── DOCUMENT PASSAGE ──

Artificial Intelligence Modules

This is why ROPCA created a fully automated robot for the examination of patients suffering from rheumatoid arthritis. How does it work? 

ARTHUR is coupled to a stationary ultrasound machine which it controls. The patient comes in and is instructed by the robot using voice and screen on how to operate the machine. He/she is asked to put some gel on his/her hand and place it on the touch screen. 

Then the robot uses a 3D camera to map a 3D image of the patient’s hand. It lands on the joint with high precision and moves a bit around it to determine the perfect angle to take the picture. The robot captures high-quality ultrasound images in grayscale and color flow of 11 joints per hand. This includes 10 finger joints and one wrist joint.

Johannes Schaeferhoff explained:

“Determining where the joint is is what our artificial intelligence module does. Through another AI module, the robot does the grading of the picture, it quality controls it and determines if it’s good enough.

───
── INFORMATION GIVEN ──

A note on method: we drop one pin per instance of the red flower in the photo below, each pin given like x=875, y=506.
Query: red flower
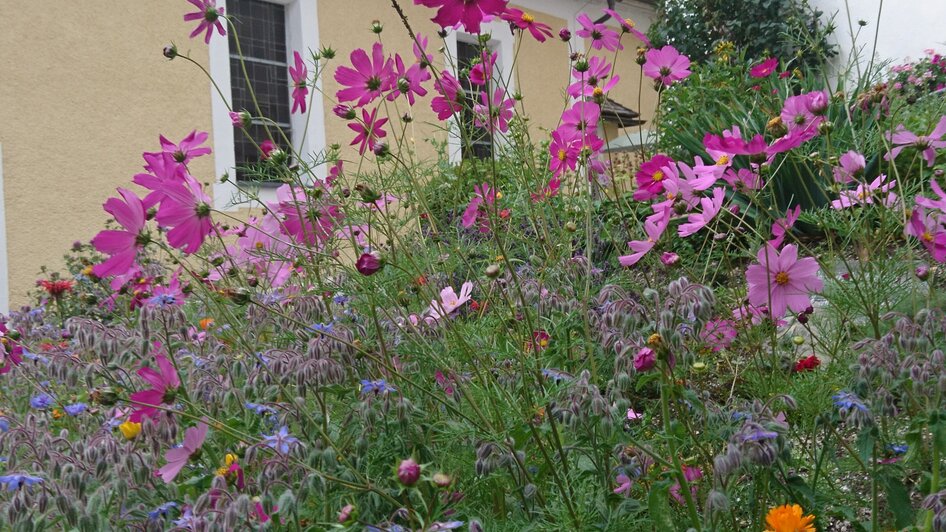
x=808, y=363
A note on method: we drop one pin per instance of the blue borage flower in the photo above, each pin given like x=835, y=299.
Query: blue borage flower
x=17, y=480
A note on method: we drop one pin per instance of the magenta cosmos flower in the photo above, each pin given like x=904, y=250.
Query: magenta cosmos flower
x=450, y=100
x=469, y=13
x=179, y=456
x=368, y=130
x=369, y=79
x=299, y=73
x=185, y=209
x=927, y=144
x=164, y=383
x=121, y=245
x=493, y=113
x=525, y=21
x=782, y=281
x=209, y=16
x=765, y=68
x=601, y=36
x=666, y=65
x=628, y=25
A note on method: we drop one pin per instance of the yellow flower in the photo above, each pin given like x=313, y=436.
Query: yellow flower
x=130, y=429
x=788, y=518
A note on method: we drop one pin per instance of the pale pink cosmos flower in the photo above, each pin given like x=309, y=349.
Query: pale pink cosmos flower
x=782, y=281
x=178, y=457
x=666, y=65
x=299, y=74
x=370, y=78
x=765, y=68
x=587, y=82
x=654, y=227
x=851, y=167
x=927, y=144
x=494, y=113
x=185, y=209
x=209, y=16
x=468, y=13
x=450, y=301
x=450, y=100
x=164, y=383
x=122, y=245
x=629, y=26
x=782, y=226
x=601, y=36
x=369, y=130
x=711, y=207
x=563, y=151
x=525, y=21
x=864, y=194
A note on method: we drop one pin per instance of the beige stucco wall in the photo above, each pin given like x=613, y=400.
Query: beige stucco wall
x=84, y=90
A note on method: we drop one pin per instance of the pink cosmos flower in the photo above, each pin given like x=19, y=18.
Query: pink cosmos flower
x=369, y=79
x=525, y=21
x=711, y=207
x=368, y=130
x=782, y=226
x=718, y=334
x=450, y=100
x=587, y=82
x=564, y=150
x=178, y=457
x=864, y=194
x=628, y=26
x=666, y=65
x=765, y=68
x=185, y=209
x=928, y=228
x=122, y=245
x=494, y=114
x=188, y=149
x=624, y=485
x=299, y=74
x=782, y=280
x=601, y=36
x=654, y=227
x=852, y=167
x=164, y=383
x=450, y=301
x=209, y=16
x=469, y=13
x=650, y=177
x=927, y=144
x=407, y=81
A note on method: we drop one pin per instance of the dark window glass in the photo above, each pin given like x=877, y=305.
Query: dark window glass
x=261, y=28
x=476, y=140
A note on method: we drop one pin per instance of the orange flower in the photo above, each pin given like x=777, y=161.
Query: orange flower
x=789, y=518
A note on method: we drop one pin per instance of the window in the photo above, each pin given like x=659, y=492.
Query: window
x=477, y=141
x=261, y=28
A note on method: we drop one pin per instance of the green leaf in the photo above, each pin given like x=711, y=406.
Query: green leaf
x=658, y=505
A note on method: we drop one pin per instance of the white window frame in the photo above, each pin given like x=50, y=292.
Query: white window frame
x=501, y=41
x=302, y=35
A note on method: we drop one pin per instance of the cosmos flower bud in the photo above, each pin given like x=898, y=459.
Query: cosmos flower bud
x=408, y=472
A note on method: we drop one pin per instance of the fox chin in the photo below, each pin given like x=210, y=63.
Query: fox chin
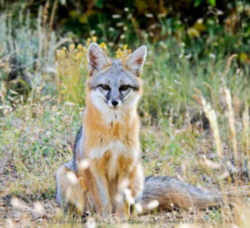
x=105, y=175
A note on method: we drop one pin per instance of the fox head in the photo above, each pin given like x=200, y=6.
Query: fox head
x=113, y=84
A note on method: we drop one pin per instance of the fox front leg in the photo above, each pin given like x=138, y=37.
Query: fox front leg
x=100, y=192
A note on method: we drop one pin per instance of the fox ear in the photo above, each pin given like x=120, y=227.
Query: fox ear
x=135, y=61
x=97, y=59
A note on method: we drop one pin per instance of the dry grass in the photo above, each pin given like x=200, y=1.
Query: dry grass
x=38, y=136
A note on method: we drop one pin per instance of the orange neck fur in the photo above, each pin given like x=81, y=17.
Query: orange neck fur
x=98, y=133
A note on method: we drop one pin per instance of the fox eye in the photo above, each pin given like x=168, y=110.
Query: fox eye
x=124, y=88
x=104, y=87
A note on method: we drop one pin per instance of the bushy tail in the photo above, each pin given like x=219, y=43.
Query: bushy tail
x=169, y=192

───

WHAT THIS TASK INVOLVES ▸ Please update the passage about the ROPCA robot, starting with "Then the robot" and going on through "one wrist joint.", and replace "high precision" with "great accuracy".

EXERCISE OUTPUT ▸
Then the robot uses a 3D camera to map a 3D image of the patient’s hand. It lands on the joint with great accuracy and moves a bit around it to determine the perfect angle to take the picture. The robot captures high-quality ultrasound images in grayscale and color flow of 11 joints per hand. This includes 10 finger joints and one wrist joint.